■ To do:
(A) Under "Common Operations" in the AI agent guide below, list every make command shown.
(B) Answer these from the AI agent guide below:
(i) Which file is named as the single maintained source for AI agent instructions?
(ii) What does the application manage, according to its stated purpose?
(iii) In which function are both apps configured?
(Document extract Opens)
AI Agent Guide¶
This guide provides comprehensive instructions for AI coding agents (GitHub Copilot, Cursor, Cline, etc.) working on the CML Cloud Manager codebase.
Single Source of Truth
The content below is automatically included from .github/copilot-instructions.md - the single maintained source for AI agent instructions. Do not edit this page directly; instead, update the source file.
For Human Developers
While designed for AI agents, this guide is equally valuable for human developers new to the codebase. It covers essential architectural patterns, workflows, and conventions.
AI Agent Instructions¶
CML Cloud Manager - AI Agent Instructions¶
Quick Start for AI Agents¶
Critical First Steps:
- Always set
PYTHONPATH=srcor use Makefile commands - Run
make build-uibeforemake run(UI assets required) - Commands/queries are self-contained (request + handler in same file)
- Use Neuroglia DI patterns - never instantiate services directly
Common Operations:
make test # Run tests (use this to validate changes)
make run # Start locally (needs make build-ui first)
make dev # Full Docker stack with logs
make lint && make format # Code quality checks
Architecture Overview¶
Stack: FastAPI + Neuroglia Framework (DDD/CQRS) + Bootstrap 5 SPA + Keycloak OAuth2/OIDC Purpose: Manage AWS EC2-based Cisco Modeling Lab (CML) workers with monitoring, metrics collection, and lab orchestration Key Pattern: Event-sourced aggregates with @dispatch handlers, CQRS via Mediator, dual authentication (cookie + JWT)
Multi-SubApp Pattern¶
The application uses Neuroglia's SubApp pattern with two mounted FastAPI apps:
- API SubApp (
/api/*): JSON REST endpoints with JWT/cookie auth (seesrc/api/) - UI SubApp (
/*): Bootstrap 5 SPA with Server-Side Events (seesrc/ui/)
Both apps are configured in src/main.py::create_app() via WebApplicationBuilder and mounted with route prefixes.
(Document extract Closes)
(Extracted entries Opens)
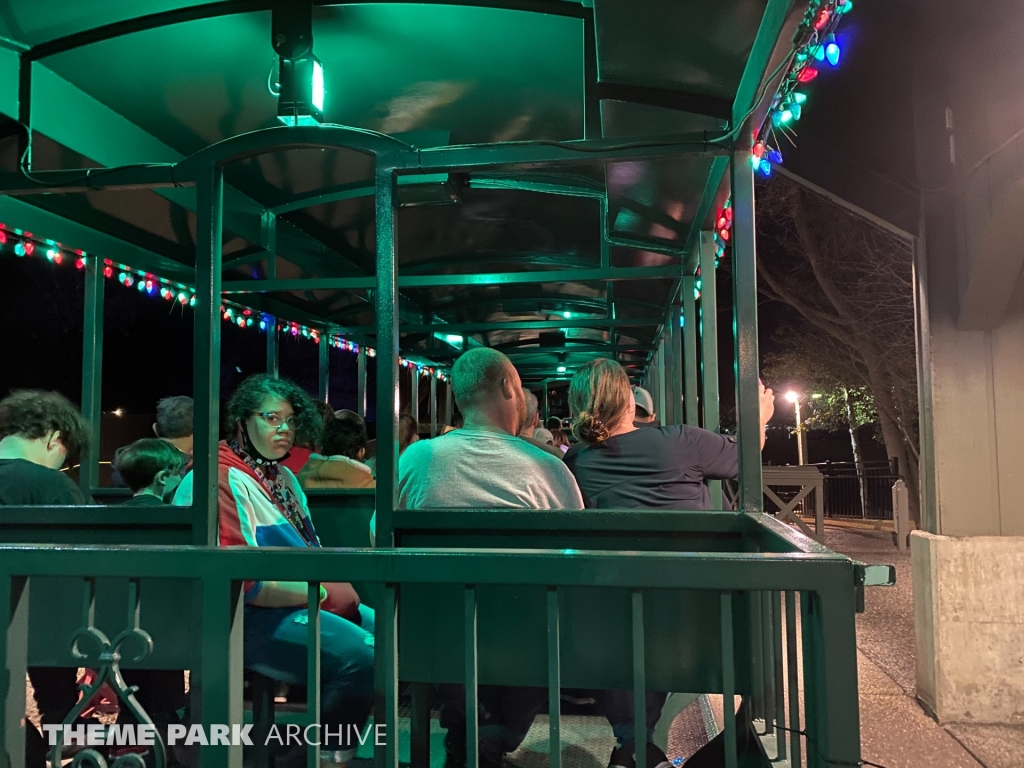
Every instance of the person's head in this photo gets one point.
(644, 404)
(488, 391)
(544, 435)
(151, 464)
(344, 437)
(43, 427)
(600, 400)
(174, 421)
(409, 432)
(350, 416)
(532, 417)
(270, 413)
(Extracted entries Closes)
(Extracted entries Opens)
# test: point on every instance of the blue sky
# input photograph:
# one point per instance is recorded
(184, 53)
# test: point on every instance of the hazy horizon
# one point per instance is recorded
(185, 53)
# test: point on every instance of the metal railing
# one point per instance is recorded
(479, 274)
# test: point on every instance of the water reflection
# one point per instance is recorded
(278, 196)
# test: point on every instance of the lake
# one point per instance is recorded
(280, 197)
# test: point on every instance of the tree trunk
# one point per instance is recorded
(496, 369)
(Extracted entries Closes)
■ Outputs for the tasks:
(A) make test, make run, make dev, make lint, make format

(B)
(i) .github/copilot-instructions.md
(ii) AWS EC2-based Cisco Modeling Lab (CML) workers, with monitoring, metrics collection, and lab orchestration
(iii) src/main.py::create_app()